> _Object detection data_

(begin)

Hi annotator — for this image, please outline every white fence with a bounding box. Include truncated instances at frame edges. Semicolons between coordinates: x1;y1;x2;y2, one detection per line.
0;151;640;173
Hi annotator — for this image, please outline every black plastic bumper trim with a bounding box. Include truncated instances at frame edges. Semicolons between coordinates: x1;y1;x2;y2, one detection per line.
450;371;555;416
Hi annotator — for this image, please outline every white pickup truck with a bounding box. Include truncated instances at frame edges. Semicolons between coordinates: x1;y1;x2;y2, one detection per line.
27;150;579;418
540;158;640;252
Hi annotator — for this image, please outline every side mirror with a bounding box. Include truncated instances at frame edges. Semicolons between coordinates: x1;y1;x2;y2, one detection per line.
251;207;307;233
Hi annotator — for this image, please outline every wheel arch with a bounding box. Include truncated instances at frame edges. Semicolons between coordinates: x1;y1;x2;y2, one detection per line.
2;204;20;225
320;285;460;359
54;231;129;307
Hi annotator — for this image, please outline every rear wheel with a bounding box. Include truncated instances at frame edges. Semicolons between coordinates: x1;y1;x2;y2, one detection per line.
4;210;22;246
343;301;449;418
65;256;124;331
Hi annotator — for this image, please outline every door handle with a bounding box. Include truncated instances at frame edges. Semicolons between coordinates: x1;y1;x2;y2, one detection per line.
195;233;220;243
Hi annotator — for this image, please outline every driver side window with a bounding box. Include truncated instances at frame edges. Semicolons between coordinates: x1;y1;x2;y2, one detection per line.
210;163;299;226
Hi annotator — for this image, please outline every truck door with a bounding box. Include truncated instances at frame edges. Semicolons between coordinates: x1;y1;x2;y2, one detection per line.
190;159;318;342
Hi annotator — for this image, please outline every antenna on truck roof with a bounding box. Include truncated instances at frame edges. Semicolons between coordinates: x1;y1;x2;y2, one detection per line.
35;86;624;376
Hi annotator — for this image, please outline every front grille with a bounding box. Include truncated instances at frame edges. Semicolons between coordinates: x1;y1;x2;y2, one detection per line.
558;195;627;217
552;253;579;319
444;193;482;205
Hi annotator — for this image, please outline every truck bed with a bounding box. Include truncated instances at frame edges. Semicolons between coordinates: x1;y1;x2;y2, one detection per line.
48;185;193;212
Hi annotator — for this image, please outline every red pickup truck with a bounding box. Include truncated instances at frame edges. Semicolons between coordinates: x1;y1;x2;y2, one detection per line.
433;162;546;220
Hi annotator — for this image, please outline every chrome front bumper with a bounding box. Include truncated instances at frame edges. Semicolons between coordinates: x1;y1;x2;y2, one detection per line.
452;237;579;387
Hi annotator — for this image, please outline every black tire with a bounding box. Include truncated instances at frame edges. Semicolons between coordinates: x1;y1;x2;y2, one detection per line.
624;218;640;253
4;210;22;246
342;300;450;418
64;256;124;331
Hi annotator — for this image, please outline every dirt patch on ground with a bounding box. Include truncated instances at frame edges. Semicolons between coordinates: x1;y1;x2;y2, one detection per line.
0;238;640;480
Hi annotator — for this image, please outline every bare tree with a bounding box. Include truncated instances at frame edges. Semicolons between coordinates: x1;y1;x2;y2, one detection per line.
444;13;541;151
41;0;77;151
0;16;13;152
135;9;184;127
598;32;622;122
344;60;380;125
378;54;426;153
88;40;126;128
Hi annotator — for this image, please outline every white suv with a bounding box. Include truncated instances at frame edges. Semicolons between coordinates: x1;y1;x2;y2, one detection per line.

(end)

> _Task_
Copy every line of the listing above verbatim, from start to finish.

> _Result of the task_
Hi annotator — for this image, please outline every white fence with a bounding box. Include truncated instances at frame edges. Semicolons between coordinates: x1;y1;x2;y2, one detection per line.
0;151;640;173
Hi annotator — for this image, please outline every black plastic bumper trim with a bounding box. Include truncated instances at frame edges. Semicolons between coordinates: x1;y1;x2;y2, one detection per line.
450;371;555;416
Hi annotator — for this image, please outline every white pickup truck with a bounding box. Include truncated instances at frame edges. Semicolons between coordinates: x1;y1;x2;y2, one detection per line.
27;150;579;418
540;158;640;252
Hi annotator — for this image, please outline every side mirror with a bounding box. Include truncated instances at frame edges. Semicolons between coordinates: x1;y1;x2;y2, one detection per line.
251;207;307;233
Hi annotator — for this image, please outline every wheel arch with a bounding box. Include truncated instances at frame edges. Semicolons between coordinates: x1;y1;x2;y2, one detection per line.
2;204;20;225
320;285;460;359
54;231;129;307
Hi annotator — for this image, please outline every rear wheel with a bounding box. Include truncated instances at frame edges. Semicolons between coordinates: x1;y1;x2;y2, one detection per line.
4;210;22;246
343;301;449;418
65;256;124;331
Hi annotator — for this image, please outline every door handle with a bounding box. Include truncated instances at frame edges. Semicolons between coordinates: x1;y1;x2;y2, one detection per line.
195;233;220;243
Hi annotator — for this image, please outline every driver side window with a bounding box. Include truncated instances at frame edges. Semicolons between coordinates: x1;y1;x2;y2, one detection per line.
210;163;299;226
Hi annotator — for this image, please outline every truck door with a bounding box. Include truncated instances at frame edges. Semicolons between coordinates: x1;y1;x2;y2, one detection per line.
190;159;318;342
Hi annotator — for this image, please outline every antenna on truck roof with a bounding box. Include truncated instances at frame edges. Semicolons between coordinates: x1;y1;x2;y2, one detection per line.
35;86;624;376
Hi annotator — for this image, please outline every front grille with a bounding box. Include truncated instances at frame edges. Semicolons between coordinates: x1;y1;x2;y2, one detection per line.
558;195;627;217
552;253;579;319
444;193;482;205
Hi annotator — for this image, please outline every truck bed with a bounding box. Include truncated instances at frame edges. Semicolons between coordinates: x1;y1;x2;y2, one detection per line.
48;185;193;212
Hi annotator — for this image, please outline every red pickup truck with a bounding box. Include truncated instances at frame edges. Semicolons between coordinates: x1;y1;x2;y2, one detection per line.
433;162;546;220
Hi annotator — for this image, please outline every chrome front bumper with a bounding box. Include truncated instances at frame edges. Semicolons between coordinates: x1;y1;x2;y2, one detection per line.
452;237;579;387
Hi annotator — for this image, please outline every black tire with a bounding box. Include truncated instances at frame edges. Semicolons between coordinates: x1;y1;x2;y2, one detection per line.
624;218;640;253
4;210;22;246
342;300;450;418
64;256;124;331
Hi annotator — for this image, please outline every dirt patch on ground with a bounding box. Include truncated instances at frame edges. Semicolons between coordinates: x1;y1;x2;y2, one detection per line.
0;238;640;480
Hi annotator — for this image, please outline every bare tree with a bounding box. Include truncated instances at frame edges. Semicolons between coordinates: x1;y1;x2;y2, one detection per line.
444;13;541;151
41;0;77;151
0;16;13;152
135;9;184;127
598;32;622;122
344;60;380;125
378;54;426;153
88;40;126;128
Hi annotator — for this image, please outline every white suv with a bounding box. Include truncated instances at frame edges. Semicolons between coordinates: x1;y1;x2;y2, one detection per line.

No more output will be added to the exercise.